Copy these lines again, putting "pixel positions" wherever "pixel coordinates" appears and changing nothing else. Omit the pictures from your copy.

— Input material —
[Begin]

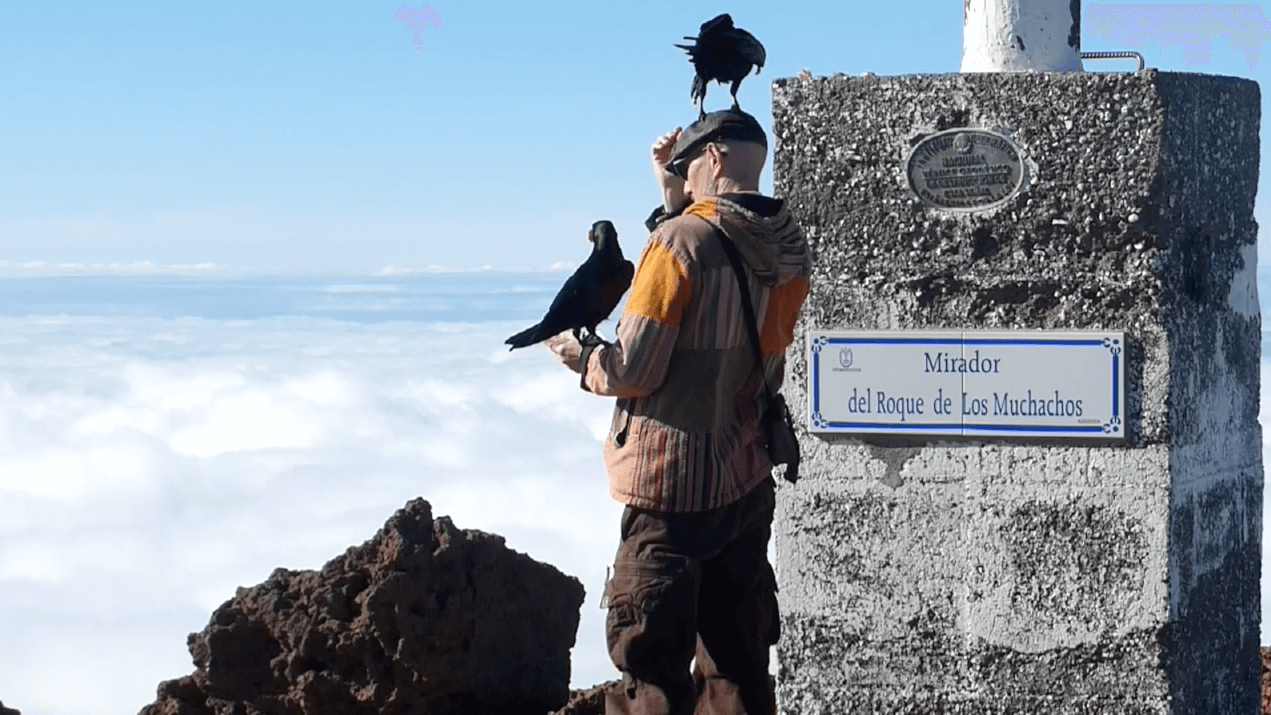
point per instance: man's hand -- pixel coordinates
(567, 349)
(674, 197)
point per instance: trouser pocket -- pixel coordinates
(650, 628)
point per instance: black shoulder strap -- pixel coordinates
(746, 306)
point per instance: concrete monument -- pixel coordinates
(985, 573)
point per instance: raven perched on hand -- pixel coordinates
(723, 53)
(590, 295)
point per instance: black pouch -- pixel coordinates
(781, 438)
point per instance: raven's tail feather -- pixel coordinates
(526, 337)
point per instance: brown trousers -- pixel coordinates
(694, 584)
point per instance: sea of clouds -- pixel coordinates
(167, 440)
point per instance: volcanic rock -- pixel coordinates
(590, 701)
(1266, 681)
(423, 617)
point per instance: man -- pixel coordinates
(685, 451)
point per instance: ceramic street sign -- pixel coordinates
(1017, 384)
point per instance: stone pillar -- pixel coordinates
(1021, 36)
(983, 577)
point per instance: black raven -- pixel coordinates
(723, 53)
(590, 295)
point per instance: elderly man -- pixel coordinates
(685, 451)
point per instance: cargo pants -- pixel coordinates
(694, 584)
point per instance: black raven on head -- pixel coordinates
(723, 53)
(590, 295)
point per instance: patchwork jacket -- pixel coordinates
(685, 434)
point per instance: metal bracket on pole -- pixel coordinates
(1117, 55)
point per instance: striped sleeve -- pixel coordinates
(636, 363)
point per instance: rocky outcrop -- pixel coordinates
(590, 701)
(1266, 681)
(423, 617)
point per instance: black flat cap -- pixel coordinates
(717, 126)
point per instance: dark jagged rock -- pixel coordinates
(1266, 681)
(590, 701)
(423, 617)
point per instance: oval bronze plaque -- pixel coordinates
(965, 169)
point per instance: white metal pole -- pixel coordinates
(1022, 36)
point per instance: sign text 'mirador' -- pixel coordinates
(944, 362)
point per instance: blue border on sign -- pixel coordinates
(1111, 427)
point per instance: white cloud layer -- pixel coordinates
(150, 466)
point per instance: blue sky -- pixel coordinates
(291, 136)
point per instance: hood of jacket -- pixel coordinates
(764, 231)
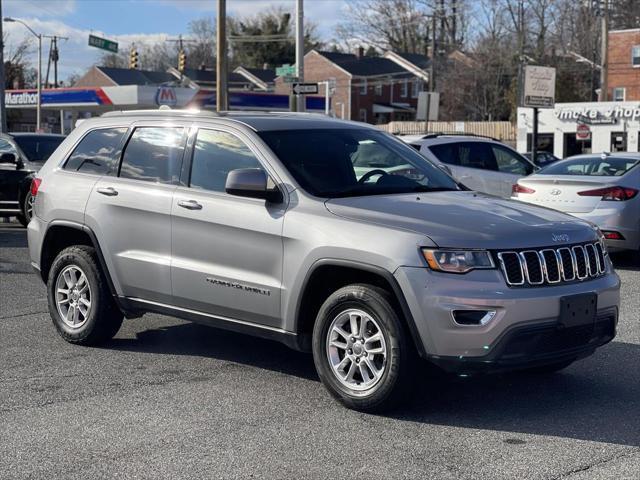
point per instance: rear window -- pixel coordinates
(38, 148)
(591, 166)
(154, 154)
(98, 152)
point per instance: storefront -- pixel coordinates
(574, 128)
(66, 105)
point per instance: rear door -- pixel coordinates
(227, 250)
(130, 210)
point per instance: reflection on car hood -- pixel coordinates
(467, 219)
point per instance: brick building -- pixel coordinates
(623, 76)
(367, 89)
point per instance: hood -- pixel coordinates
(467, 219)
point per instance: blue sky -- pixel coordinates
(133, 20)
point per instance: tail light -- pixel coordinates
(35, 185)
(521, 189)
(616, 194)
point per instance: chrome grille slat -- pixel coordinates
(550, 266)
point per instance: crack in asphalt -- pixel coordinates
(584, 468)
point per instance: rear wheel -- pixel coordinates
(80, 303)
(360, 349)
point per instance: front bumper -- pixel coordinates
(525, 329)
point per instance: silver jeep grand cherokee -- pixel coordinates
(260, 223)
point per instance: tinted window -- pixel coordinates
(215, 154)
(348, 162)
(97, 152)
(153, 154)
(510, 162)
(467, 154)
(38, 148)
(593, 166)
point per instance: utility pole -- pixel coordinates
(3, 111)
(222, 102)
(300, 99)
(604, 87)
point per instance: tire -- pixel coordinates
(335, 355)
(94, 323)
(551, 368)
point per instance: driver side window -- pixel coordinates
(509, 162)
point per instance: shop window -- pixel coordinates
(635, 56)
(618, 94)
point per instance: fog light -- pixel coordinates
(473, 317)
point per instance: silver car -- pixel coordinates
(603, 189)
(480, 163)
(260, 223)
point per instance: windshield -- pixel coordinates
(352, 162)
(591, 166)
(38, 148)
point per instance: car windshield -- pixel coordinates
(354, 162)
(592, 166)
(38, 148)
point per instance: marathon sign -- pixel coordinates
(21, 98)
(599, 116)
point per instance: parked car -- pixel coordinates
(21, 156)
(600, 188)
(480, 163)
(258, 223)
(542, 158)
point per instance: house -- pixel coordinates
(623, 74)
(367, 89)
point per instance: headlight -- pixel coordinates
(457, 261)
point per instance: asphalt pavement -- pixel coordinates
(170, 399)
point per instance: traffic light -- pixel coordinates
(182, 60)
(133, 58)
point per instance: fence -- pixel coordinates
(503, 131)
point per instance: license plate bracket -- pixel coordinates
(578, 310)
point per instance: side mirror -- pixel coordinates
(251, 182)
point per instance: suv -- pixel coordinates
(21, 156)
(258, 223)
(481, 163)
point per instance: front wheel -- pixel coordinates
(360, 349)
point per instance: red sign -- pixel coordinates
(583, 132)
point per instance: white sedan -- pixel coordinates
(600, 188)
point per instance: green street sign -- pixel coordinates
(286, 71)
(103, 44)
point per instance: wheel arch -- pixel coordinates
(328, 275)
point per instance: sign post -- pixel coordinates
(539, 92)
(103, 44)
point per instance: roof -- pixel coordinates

[End]

— Response to this task —
point per instance: man's hand -- pixel positions
(567, 349)
(674, 197)
point per instance: trouser pocket -- pixel positions
(650, 628)
point per instance: black shoulder strap -- pixel positions
(746, 306)
point per instance: concrete monument -- pixel positions
(985, 573)
point per instance: raven perched on hand -- pixel positions
(723, 53)
(590, 295)
point per instance: black pouch -- pixel positions
(781, 438)
point per instance: raven's tail feather -- pixel positions
(526, 337)
point per instance: brown trousers -- pixel positions
(694, 584)
point per instance: sea of clouds -- pixel positions
(167, 440)
point per instance: volcanic rock -- pixel positions
(590, 701)
(1266, 681)
(423, 617)
point per instance: man -- pixel positions
(685, 451)
point per instance: ceramic street sign -- pixel positions
(1017, 384)
point per instance: stone pillar -- pixel positions
(1021, 36)
(983, 577)
point per instance: black raven -- pixel positions
(723, 53)
(590, 295)
point per instance: elderly man -- pixel positions
(685, 451)
point per instance: cargo pants -- pixel positions
(694, 584)
point per instance: black raven on head -- pixel positions
(723, 53)
(590, 295)
point per instance: patchwork jacket -- pixel positions
(685, 434)
point per instance: metal bracket on pole -- pixel positions
(1117, 55)
point per instance: striped sleeve -- pixel positions
(636, 363)
point per instance: rocky outcrop -- pixel positions
(590, 701)
(1266, 681)
(423, 617)
point per instance: black flat cap -- pixel positions
(717, 126)
point per instance: dark jagged rock -- pixel positions
(1266, 681)
(590, 701)
(423, 617)
point per instance: oval bronze plaque -- pixel positions
(965, 169)
point per instance: white metal pole -- pixel positions
(1022, 36)
point per instance: sign text 'mirador' -- pixel positions
(944, 362)
point per instance: blue border on sign -- pixel positions
(1111, 427)
point per instance: white cloud layer -- pixel positions
(150, 466)
point per instance: blue sky -- pixel positions
(291, 136)
point per instance: hood of jacket -- pixel positions
(764, 231)
point per instance: rear window -- pixel positions
(38, 148)
(591, 166)
(154, 154)
(98, 152)
point per instance: storefront -- pixel positions
(574, 128)
(66, 105)
point per instance: rear door -- pixel positions
(227, 250)
(130, 210)
point per instance: reflection on car hood -- pixel positions
(467, 219)
point per instance: brick building -- pixel positions
(623, 76)
(367, 89)
point per instance: hood -- pixel positions
(467, 219)
point per instance: blue sky -- pixel positions
(133, 20)
point per instance: tail light -- pixel positions
(35, 185)
(521, 189)
(616, 194)
point per instance: chrome grille slat -- pixel positions
(550, 266)
point per instance: crack in asphalt -- pixel positions
(584, 468)
point per instance: rear wheel -- pixel positions
(80, 303)
(360, 349)
point per instance: front bumper -- pixel positions
(525, 329)
point per instance: silver jeep grand cherokee -- pixel positions
(260, 223)
point per instance: tinted window -- pixel positions
(215, 154)
(348, 162)
(97, 152)
(153, 154)
(510, 162)
(467, 154)
(38, 148)
(593, 166)
point per instance: utility pole -- pixel positions
(3, 111)
(222, 102)
(300, 99)
(604, 87)
point per instance: tire -- pixel positions
(335, 355)
(94, 323)
(551, 368)
point per instance: driver side window -- pixel positions
(509, 162)
point per instance: shop window -- pixel positions
(635, 56)
(618, 94)
point per instance: fog light -- pixel positions
(473, 317)
point per instance: silver car -- pixel positions
(603, 189)
(480, 163)
(260, 223)
point per instance: windshield -- pixel positions
(352, 162)
(591, 166)
(38, 148)
point per instance: car windshield -- pixel positions
(354, 162)
(592, 166)
(38, 148)
point per instance: marathon sign -- pixel positions
(21, 98)
(599, 116)
point per instance: parked car -- pixel positions
(21, 156)
(600, 188)
(480, 163)
(258, 223)
(542, 158)
point per instance: house -- pixel positions
(623, 74)
(367, 89)
point per instance: headlight -- pixel positions
(457, 261)
point per instance: asphalt pavement -- pixel positions
(170, 399)
point per instance: traffic light -- pixel positions
(182, 60)
(133, 58)
point per instance: fence -- pixel positions
(503, 131)
point per instance: license plate bracket -- pixel positions
(578, 310)
point per instance: side mirror -- pixel positions
(251, 182)
point per instance: suv -- pixel positions
(21, 156)
(258, 223)
(481, 163)
point per instance: front wheel -- pixel positions
(360, 349)
point per instance: red sign -- pixel positions
(583, 132)
point per instance: white sedan -- pixel positions
(600, 188)
point per instance: green street sign -- pixel positions
(286, 71)
(103, 44)
point per instance: wheel arch -- pixel positions
(328, 275)
point per instance: sign post -- pixel positions
(539, 92)
(103, 44)
point per instance: roof -- pixel positions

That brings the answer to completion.